EXERCISE DESCRIPTION: Can you substitute "image" for "photograph" everywhere it occurs in the lines below, keeping all else unchanged and leaving out the pictures?

DATA LISTING:
* start *
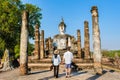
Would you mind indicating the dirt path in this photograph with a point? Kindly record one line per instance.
(48, 75)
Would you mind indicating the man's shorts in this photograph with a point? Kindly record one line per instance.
(68, 65)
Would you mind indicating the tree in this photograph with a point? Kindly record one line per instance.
(10, 22)
(24, 44)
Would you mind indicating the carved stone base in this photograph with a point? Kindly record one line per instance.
(23, 69)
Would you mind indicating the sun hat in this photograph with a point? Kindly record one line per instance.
(56, 52)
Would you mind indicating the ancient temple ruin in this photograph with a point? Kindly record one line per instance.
(82, 57)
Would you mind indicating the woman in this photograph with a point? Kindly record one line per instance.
(56, 61)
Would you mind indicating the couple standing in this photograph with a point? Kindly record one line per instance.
(67, 59)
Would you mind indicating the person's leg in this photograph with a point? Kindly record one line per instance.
(69, 70)
(54, 71)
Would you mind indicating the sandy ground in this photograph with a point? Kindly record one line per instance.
(48, 75)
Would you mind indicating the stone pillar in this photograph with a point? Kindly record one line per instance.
(37, 42)
(50, 45)
(96, 41)
(79, 43)
(42, 45)
(24, 45)
(86, 40)
(69, 42)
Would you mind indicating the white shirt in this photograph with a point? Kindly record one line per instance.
(56, 61)
(68, 56)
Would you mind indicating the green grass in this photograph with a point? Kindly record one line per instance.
(111, 53)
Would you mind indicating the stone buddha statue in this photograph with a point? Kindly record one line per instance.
(62, 40)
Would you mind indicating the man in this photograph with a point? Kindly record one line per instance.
(67, 59)
(56, 59)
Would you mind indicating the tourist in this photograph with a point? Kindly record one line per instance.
(56, 61)
(67, 59)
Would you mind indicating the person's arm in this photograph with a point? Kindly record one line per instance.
(63, 60)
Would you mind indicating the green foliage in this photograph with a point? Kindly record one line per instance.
(111, 53)
(17, 51)
(10, 23)
(30, 48)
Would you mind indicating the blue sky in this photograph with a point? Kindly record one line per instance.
(75, 12)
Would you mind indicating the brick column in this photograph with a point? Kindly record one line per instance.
(42, 45)
(96, 41)
(24, 44)
(79, 43)
(86, 40)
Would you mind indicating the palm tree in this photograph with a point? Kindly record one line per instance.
(24, 44)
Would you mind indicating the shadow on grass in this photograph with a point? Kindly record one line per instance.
(96, 76)
(50, 77)
(38, 72)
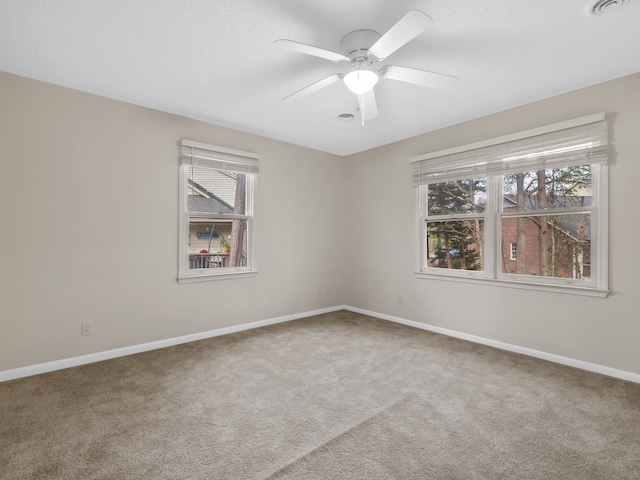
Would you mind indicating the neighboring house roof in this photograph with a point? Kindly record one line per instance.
(575, 229)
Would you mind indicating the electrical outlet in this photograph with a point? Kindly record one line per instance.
(86, 328)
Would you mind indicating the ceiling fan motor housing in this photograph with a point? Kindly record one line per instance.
(356, 44)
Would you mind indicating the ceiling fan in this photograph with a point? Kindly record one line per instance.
(363, 49)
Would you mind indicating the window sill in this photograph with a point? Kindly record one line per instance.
(540, 287)
(217, 276)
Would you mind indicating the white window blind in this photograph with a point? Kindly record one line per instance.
(577, 142)
(198, 154)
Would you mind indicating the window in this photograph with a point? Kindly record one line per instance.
(526, 210)
(217, 189)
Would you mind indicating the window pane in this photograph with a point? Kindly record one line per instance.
(556, 188)
(217, 243)
(455, 244)
(461, 196)
(215, 191)
(556, 246)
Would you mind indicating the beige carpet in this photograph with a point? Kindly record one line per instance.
(337, 396)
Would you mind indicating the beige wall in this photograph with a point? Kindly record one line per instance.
(87, 178)
(595, 330)
(88, 204)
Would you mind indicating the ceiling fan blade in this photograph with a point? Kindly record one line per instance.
(309, 50)
(408, 27)
(367, 105)
(439, 81)
(314, 87)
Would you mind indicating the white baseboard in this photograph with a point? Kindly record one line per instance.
(591, 367)
(145, 347)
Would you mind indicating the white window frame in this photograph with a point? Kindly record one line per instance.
(596, 285)
(217, 158)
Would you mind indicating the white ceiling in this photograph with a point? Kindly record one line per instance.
(212, 60)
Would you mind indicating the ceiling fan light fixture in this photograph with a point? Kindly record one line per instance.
(361, 81)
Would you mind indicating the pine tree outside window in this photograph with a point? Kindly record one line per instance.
(525, 210)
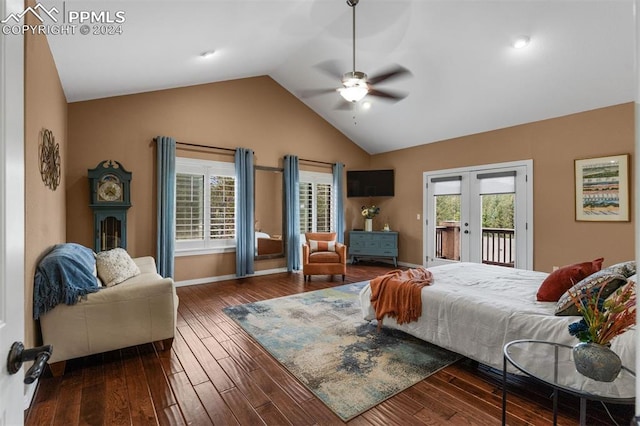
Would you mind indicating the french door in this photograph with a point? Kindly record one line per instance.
(480, 214)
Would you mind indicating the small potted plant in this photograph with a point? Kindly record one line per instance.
(602, 320)
(369, 213)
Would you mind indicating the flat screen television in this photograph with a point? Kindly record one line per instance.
(370, 183)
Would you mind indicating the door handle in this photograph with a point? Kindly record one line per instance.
(18, 355)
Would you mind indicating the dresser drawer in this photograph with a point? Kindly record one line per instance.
* end *
REPLY:
Would you mind indicating the dirt path in this image with a point? Kindly record one line per instance.
(48, 75)
Would you mind indicating the man's shorts in this image with a point? Kindly record one line per instance.
(68, 65)
Would you mind indicating the tree in this image with a point? Kindly record one line per instance.
(10, 22)
(24, 44)
Would you mind indicating the carved stone base in this image with a point? Kindly record one line per instance.
(23, 69)
Would you mind indicating the sun hat in this image with a point? Kindly record one line per instance.
(56, 52)
Would you mind indicating the ancient temple ruin in this image with a point? Kindly record one line per instance.
(82, 57)
Would you mind indicating the woman in this image with a point? Kindly record one line per instance.
(56, 61)
Would you mind indicating the couple standing in this image with a point? Kindly record one line per instance.
(67, 59)
Would you mind indicating the person's leg in this image with a point? Kindly record one line per instance.
(69, 70)
(54, 71)
Would you mind indicating the sandy ground in this image with a point? Kindly record one line per instance.
(48, 75)
Would you mind indicating the stone pillar in this image with a point? Kindly record one line per instance.
(37, 42)
(50, 45)
(96, 41)
(79, 43)
(42, 45)
(24, 45)
(86, 40)
(69, 42)
Would you mind indicating the white shirt in this image with a point? Kindly record one line per instance.
(56, 61)
(68, 56)
Would you mind indicating the green grass in this image with a point? Kindly record one line per instance.
(111, 53)
Would you mind indicating the stone buddha statue in this image with a point? Kindly record one line per instance.
(62, 40)
Would you mind indicating the man in this image with a point? Kindly record one line per instance.
(67, 59)
(56, 59)
Would you mind indicating the tourist in this image with a point? Kindly record one line per instance.
(56, 61)
(67, 59)
Would you mind indicating the person's arm in this image with a point? Kindly record one line per instance.
(63, 60)
Would you mind indicating the green foliage in this image with a point? Kindly record one line per instance.
(111, 53)
(17, 51)
(10, 23)
(30, 48)
Would you mind indicating the blue sky in this image with a point? Kindly record one line per instance.
(75, 12)
Would you mind indicating the brick column in this image with a point? Kindly record one line per instance.
(42, 45)
(96, 41)
(24, 44)
(79, 43)
(86, 40)
Would you mind indicating the palm tree in this image with a point? Kindly record one line per instance.
(24, 44)
Would you mind indicating the shadow on grass in this image with a point? Kindly record one line per instance.
(96, 76)
(50, 77)
(38, 72)
Would you mind indicating the neighboring house roof in this image with a point? Kindly record one line per instance.
(575, 229)
Would you mind indicating the electrical outlet in this image with a point? Kindly record one line per instance.
(86, 328)
Would you mind indicating the ceiling fan motor housing in this image with a point? Kindly record one line per instance.
(356, 44)
Would you mind indicating the ceiling fan in this image with a point? Kindly record one line per instance.
(363, 49)
Would you mind indicating the window sill in this image with a point? Kindly record one line per instance.
(540, 287)
(217, 276)
Would you mind indicating the white window blind in this image with a point? Kindly record one line per instance.
(577, 142)
(198, 154)
Would you mind indicating the window in this image with a point? Kindly record one line per instance.
(526, 210)
(217, 189)
Would you mind indicating the window pane in this image with a point? Kindly record one line per instance.
(556, 188)
(217, 243)
(455, 244)
(461, 196)
(215, 191)
(556, 246)
Would you mind indicating the beige carpet in this image with a point? Kindly record one line per instance.
(337, 396)
Would you mind indicating the beige wall in this image with a point? Kindly record one line per instance.
(87, 178)
(595, 330)
(88, 204)
Would you mind indicating the ceiling fan blade in this image with a point? Kindly record one line per instance.
(309, 50)
(408, 27)
(367, 105)
(439, 81)
(314, 87)
Would you mind indicating the white baseboard in this image with a point? Kindly record one line per instance.
(591, 367)
(145, 347)
Would you mind indicating the white window frame in this image with a point? Kindly record one line per instance.
(596, 285)
(217, 158)
Would you mind indicating the white ceiling in this image with a point? Kindly record one line per instance.
(212, 60)
Would you mind indicating the ceiling fan light fixture in this image with a point? Kindly record one line per instance.
(361, 81)
Would you mind indicating the pine tree outside window in this image with a point? Kindly record one line per instance.
(525, 210)
Would you mind indicating the french door in this image with a point? Kindly record one line per instance.
(480, 214)
Would you mind indicating the small potted plant in this image with a point? Kindly record one line per instance.
(602, 320)
(369, 213)
Would you mind indicating the flat screen television in this image with a point? Kindly record one line per instance.
(370, 183)
Would you mind indicating the door handle in this image with a point? Kindly record one line per instance.
(18, 355)
Would you mind indicating the dresser drawer in this image with a point? Kindly record one line per instance.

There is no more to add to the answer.